In the text on evolving Boolean functions, what nonlinearity did Millan et al. (1998) reach for eight-input balanced Boolean functions when using GA with hill climbing?

§ **Page text**:
----

Millan et al. (1998) use GA to evolve Boolean functions that have high nonlinearity. In conjunction with the GA, they use hill climbing together with a resetting step in order to find Boolean functions with even higher nonlinearity and sizes of up to 12 inputs. They find balanced Boolean functions with 8 inputs that have nonlinearity 112 and correlation immunity equal to one. Furthermore, when using GA with hill climbing, they find eight input balanced Boolean functions with nonlinearity equal to 116. Millan et al. (1999) use variations of the hill climbing method in order to find Boolean functions that have high nonlinearity and low autocorrelation.

Clark and Jacob (2000) experiment with two-stage optimization to generate Boolean functions. They use a combination of simulated annealing (SA) and hill climbing with a cost function motivated by Parseval theorem in order to find functions with high nonlinearity and low autocorrelation.

----

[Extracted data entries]
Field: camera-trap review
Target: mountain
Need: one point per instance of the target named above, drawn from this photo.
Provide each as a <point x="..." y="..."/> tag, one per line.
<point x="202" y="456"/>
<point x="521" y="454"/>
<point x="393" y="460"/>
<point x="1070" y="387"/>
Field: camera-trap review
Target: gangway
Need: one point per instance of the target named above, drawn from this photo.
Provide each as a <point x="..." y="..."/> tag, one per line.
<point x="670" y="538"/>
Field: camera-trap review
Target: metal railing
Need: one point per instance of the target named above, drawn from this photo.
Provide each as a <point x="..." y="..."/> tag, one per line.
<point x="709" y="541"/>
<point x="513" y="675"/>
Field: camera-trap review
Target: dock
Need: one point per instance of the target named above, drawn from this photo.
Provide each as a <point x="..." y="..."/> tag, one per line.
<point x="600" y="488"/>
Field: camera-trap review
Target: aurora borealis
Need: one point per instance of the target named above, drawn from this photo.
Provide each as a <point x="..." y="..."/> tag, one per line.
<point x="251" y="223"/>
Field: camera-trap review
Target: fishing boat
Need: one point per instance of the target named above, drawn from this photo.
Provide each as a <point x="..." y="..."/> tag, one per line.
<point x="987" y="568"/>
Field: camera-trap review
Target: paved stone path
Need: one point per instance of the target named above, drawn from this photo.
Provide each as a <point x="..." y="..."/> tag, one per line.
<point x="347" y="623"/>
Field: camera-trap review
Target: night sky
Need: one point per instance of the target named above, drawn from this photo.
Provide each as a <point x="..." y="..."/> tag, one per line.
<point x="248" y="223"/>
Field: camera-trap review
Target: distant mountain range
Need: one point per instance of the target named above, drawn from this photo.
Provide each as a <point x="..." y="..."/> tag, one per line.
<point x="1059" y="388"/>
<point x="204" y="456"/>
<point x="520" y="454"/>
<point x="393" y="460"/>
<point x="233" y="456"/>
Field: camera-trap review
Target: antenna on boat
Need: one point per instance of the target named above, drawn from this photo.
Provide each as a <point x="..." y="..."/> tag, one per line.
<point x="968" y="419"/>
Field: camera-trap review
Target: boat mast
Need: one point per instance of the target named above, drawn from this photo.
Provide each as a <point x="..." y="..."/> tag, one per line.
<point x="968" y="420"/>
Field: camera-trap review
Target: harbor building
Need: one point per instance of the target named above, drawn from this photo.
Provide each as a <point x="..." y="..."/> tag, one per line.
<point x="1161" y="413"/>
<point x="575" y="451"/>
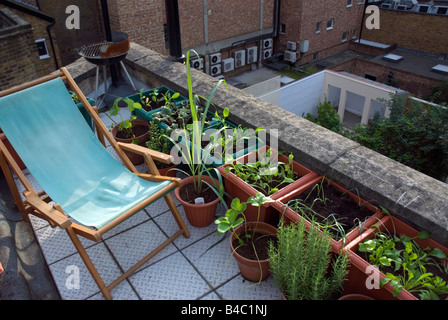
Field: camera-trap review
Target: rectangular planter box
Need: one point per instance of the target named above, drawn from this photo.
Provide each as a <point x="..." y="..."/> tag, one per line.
<point x="142" y="114"/>
<point x="387" y="223"/>
<point x="337" y="245"/>
<point x="237" y="188"/>
<point x="215" y="162"/>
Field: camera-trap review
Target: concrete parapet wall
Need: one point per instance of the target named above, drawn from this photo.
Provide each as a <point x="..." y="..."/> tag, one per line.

----

§ **Written reply**: A nonlinearity of 116.